• Source passage:
------------------------------

# How much does your Rhom eat



## assclown (Dec 12, 2005)

ive only had him for a few weeks now, but he eats 4 whole shrimps in one sitting AND he will do it again
the very next day.....get this, he will eat in front of me and will almost take it from my hand..!!!!!!!

i kid you not, this guy eats like a pygo and is not shy at all, he watches me when i get into the room
waiting for food.....this is by far the best piranha ive owned

but now the question: how much does your rhom eat, everyday once a week etc. chime in.
ive had a big black that only ate once a week and i would have to leave the room for him to eat.


----------



## xeloR (Jan 2, 2009)

Ha ive always wanted to use this- glad it could be on one of yout thread Dennis! That's awesome man- glad to hear he's settled in- but seriously lets see some pictures of this beast!


----------



## Tensa (Jul 28, 2008)

bigger they are less they eat but even my small rhom didnt eat very much or often not more then once every other day one or two bites. my spilo is a different animal but it is only about 2-3 inches too lol. its a bottomless pit.


----------



## assclown (Dec 12, 2005)

he is approx 10inches....here is a pic before nate shipped him to me

his chimple is gone too


----------



## xeloR (Jan 2, 2009)

Holy *hit what a good looking fish- great shape/ eye color! I had a 5-6 " rhom several years back and it was a pansy, would eat _maybe_ once a week- with all lights off. Needless to say I ended up trading him because he didn't have that rhom persona. But it sounds like you've got yourself a keeper


----------



## assclown (Dec 12, 2005)

yeah he is...the other rhom that i had was the same way


----------



## luckydemonz5 (Jul 24, 2009)

that is the one i was gonna buy im glad you bought it hes a finger chaser


----------



## Plowboy (Apr 9, 2008)

It's always nice to hear that someone got a good fish! Good looking fish too!

------------------------------

• Work instructions:
• 1. List every distinct username that posts in the forum thread about how much a rhom eats.
• 2. In the forum thread about how much a rhom eats, retype the part that begins at the words "Ha ive always" and stops after "of this beast!".
The lines after this point come from a separate source, not from the thread.

------------------------------

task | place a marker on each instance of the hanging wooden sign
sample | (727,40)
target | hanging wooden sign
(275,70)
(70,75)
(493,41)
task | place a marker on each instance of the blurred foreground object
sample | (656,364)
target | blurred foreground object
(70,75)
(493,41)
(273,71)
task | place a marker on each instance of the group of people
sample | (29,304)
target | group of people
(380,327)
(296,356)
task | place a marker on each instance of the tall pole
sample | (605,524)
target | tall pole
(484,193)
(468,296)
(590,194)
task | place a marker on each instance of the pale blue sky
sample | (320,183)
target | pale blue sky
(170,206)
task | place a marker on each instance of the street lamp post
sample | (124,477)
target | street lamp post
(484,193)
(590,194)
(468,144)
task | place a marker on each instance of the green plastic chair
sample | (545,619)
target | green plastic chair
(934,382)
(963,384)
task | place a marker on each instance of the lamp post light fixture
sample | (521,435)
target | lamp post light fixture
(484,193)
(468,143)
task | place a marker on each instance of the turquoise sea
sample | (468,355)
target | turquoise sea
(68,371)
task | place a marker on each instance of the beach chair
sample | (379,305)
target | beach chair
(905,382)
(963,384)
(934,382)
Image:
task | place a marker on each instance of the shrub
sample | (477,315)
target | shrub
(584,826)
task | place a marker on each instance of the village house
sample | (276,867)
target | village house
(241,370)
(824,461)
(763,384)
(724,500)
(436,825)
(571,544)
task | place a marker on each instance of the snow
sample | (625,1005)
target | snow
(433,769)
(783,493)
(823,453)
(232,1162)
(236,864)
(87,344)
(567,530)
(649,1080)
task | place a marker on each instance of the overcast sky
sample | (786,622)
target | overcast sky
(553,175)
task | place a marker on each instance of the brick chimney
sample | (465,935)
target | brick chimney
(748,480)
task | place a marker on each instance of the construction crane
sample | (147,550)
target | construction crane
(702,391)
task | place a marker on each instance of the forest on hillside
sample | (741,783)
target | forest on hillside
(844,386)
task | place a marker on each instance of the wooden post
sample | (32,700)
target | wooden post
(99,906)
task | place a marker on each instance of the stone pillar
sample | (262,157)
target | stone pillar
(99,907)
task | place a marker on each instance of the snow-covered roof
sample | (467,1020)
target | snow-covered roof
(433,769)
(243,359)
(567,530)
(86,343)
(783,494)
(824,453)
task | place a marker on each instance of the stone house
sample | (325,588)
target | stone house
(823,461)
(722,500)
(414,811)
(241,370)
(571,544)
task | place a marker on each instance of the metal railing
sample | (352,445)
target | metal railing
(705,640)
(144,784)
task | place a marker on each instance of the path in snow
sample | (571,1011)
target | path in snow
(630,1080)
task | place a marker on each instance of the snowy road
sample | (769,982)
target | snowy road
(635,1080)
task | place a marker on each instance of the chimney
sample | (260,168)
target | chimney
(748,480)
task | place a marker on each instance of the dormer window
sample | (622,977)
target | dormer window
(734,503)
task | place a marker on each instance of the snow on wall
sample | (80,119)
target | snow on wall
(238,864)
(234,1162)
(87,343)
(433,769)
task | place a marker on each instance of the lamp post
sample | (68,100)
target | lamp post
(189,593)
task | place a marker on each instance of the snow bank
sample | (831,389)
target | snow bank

------------------------------

• Solution set:
• 1. assclown, xeloR, Tensa, luckydemonz5, Plowboy

• 2.
Ha ive always wanted to use this- glad it could be on one of yout thread Dennis! That's awesome man- glad to hear he's settled in- but seriously lets see some pictures of this beast!